### [Page excerpt]
Family functioning is a dynamic construct that may be affected by changes within the family and influences from socio-environmental contexts, such as the COVID-19 pandemic. Future studies with longer-term follow-ups and comprehensive assessments of contextual factors would provide insights to aid understanding of the trends in family functioning. With reference to the Australian experience in collecting routine data of family functioning as one of the indicators of child safety and well-being [13], we encourage future studies to continue to explore how family functioning can be used as an indicator of other social and public health issues, such as family violence and mental health to inform proactive and preventive measures to address these issues. This kind of routine data collection can be easily done by incorporating an appropriate family functioning measurement into existing regular health surveys or health information systems to provide a more holistic view of public health. The study’s findings on the predictors of family functioning suggest that intervention strategies should be tailored for different types of families to address their unique needs. For instance, as family communication is a protective factor for most family types, services aimed at enhancing family communication would be beneficial to the community at large. Enhancing family support is also important, especially for the never married and widowed groups. Our findings also suggest that tailored support for men who experience divorce, separation, and widowhood is needed. Although the current study did not find significant associations of peer support and formal social support with family functioning, this should not be interpreted as indicating that these supportive networks are unimportant. Instead, more research work is needed to enhance our understanding of their roles in family functioning.

Conclusion

This study provides one of the first pieces of evidence on changes in family functioning at a population level across time. Regarding the protective factors of family functioning, the current study showed that frequent family communication is a protective factor commonly shared by most family types. Future public education and community programs could focus on improving family communication as a way to promote family functioning, which in turn may enhance families’ resilience against a variety of crisis and hardships.

### [To do]
A: Answer the following questions using the family functioning passage:
(i) Which two groups does it name as especially needing enhanced family support?
(ii) According to it, how can routine data collection on family functioning be easily done?
(iii) What does its conclusion say the study provides?
B: Based on the family functioning passage, explain in one to three sentences why services that enhance family communication would benefit the community at large.

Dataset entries

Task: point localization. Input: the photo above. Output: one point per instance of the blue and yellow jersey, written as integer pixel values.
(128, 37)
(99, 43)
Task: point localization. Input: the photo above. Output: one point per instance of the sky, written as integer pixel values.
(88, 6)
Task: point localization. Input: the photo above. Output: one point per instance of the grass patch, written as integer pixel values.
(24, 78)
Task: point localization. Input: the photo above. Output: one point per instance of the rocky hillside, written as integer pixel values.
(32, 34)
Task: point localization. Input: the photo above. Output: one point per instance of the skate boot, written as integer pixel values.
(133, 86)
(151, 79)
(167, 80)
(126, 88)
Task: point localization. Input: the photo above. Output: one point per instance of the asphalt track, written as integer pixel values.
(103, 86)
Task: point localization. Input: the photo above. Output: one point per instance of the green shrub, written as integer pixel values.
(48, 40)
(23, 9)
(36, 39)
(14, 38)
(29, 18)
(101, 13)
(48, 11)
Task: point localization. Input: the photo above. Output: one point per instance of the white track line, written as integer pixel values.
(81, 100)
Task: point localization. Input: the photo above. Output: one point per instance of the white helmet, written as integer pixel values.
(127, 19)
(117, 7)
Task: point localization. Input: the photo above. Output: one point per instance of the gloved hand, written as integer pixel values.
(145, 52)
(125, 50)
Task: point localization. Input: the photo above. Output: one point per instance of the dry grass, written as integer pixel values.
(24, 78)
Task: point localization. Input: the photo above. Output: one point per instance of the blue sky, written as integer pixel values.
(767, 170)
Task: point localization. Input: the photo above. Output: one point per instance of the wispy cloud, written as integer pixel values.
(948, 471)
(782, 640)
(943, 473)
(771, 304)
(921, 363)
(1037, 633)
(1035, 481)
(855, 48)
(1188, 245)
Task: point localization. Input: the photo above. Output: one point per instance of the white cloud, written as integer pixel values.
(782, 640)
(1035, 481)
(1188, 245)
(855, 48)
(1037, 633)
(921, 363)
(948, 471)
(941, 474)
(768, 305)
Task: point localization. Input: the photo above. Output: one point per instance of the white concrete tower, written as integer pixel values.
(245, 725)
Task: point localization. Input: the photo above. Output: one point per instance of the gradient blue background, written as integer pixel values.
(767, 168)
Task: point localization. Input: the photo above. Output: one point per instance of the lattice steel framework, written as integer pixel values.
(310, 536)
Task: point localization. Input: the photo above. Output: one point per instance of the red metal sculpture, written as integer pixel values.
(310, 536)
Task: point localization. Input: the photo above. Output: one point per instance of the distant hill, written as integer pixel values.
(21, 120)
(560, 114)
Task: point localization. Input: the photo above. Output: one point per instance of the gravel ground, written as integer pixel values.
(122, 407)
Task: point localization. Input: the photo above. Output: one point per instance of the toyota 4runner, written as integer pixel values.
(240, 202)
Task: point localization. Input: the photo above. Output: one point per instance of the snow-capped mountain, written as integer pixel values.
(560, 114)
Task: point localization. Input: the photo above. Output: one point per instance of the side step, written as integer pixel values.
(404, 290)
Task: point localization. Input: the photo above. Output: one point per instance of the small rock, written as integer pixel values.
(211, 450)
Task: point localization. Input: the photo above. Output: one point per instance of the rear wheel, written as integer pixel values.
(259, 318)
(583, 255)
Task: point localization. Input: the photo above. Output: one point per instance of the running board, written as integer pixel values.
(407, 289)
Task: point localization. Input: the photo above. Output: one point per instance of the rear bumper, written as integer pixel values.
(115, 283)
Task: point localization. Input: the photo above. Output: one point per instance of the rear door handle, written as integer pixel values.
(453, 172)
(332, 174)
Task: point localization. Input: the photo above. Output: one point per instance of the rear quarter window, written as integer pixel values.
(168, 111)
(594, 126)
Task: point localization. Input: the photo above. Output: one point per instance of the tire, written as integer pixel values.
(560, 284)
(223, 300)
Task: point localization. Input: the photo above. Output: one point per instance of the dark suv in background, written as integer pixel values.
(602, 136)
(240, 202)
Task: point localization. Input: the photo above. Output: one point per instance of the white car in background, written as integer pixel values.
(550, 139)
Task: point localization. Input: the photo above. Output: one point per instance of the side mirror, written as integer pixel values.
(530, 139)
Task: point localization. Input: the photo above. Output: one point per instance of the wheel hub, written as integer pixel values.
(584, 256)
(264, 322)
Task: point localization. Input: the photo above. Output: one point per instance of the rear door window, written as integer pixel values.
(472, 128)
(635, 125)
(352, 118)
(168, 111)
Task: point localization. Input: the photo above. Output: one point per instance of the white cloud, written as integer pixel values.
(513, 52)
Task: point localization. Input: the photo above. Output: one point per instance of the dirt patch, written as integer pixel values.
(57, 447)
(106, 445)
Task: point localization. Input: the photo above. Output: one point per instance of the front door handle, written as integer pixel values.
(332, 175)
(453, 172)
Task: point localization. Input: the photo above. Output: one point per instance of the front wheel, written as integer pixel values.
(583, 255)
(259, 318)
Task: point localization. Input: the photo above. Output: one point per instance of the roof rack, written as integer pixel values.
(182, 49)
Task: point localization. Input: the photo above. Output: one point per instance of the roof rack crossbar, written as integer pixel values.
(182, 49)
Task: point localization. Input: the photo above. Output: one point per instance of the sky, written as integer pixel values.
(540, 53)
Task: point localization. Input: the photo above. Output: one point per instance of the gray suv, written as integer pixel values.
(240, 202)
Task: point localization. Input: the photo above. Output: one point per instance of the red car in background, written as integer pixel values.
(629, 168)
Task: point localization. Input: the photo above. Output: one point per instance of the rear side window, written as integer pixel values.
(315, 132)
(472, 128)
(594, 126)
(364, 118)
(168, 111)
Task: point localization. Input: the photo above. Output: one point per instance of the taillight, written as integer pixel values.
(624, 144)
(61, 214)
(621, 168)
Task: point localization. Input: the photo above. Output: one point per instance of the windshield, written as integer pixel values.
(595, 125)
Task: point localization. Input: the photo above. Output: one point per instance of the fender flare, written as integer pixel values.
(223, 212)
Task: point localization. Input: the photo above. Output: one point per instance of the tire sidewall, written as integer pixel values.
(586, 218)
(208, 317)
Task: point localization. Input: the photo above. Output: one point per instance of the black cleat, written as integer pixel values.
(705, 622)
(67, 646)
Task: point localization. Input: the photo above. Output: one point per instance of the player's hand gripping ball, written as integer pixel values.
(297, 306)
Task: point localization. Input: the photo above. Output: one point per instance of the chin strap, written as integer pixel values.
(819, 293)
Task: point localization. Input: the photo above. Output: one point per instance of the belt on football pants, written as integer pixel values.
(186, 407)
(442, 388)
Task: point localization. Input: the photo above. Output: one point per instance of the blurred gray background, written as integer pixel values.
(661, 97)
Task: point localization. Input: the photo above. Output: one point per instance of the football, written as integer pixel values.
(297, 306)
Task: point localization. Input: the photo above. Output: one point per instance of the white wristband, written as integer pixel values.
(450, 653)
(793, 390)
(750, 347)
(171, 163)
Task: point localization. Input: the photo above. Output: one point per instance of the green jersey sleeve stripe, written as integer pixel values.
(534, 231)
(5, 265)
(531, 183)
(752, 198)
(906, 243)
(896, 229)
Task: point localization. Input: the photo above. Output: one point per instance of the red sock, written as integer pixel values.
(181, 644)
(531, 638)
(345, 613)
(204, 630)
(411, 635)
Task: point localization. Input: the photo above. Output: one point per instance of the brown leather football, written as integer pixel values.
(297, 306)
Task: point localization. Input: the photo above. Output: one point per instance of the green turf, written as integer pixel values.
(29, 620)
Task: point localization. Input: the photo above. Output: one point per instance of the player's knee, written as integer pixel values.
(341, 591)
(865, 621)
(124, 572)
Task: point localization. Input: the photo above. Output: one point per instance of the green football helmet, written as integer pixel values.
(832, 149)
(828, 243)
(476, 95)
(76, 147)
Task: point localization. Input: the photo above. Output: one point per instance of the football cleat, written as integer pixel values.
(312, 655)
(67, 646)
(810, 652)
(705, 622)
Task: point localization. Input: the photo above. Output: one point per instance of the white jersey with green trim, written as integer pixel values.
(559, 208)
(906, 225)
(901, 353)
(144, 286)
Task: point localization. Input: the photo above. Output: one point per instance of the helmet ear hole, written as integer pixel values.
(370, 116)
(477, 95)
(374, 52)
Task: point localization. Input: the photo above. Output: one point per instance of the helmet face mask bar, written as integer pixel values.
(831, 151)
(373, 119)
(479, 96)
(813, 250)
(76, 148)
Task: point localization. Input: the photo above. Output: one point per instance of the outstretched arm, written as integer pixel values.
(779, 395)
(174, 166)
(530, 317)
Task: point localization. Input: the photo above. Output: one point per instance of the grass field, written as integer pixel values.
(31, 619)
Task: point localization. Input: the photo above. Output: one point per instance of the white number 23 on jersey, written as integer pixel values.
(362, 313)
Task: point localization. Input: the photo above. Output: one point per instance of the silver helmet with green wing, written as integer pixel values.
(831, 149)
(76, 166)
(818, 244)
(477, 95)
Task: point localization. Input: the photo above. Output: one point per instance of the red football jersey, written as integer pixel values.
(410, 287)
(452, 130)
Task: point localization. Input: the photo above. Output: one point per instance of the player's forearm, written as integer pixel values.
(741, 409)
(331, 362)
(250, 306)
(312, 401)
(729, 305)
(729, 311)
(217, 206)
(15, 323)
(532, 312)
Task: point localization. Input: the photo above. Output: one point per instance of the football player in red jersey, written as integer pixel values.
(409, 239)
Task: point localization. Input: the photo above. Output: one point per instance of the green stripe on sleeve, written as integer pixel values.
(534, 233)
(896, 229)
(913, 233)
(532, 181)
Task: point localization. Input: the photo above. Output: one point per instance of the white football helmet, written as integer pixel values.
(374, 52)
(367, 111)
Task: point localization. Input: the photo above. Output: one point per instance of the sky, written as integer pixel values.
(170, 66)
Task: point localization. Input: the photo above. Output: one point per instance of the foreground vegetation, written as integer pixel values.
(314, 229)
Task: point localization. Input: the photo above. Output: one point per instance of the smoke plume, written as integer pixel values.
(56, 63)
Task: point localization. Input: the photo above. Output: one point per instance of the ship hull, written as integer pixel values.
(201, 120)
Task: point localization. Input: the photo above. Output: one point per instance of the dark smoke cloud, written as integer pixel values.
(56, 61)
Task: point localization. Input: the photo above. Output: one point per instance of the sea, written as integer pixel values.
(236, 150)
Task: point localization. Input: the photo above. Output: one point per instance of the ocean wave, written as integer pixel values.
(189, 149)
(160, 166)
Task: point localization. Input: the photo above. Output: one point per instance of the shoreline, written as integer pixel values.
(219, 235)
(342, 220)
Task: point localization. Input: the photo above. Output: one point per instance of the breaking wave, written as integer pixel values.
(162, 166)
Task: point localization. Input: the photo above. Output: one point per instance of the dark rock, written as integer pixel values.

### [Answers to this exercise]
A:
(i) The never married and widowed groups.
(ii) By incorporating an appropriate family functioning measurement into existing regular health surveys or health information systems.
(iii) One of the first pieces of evidence on changes in family functioning at a population level across time.

B: Family communication is a protective factor for most family types, so services that strengthen it would help families broadly rather than only particular groups.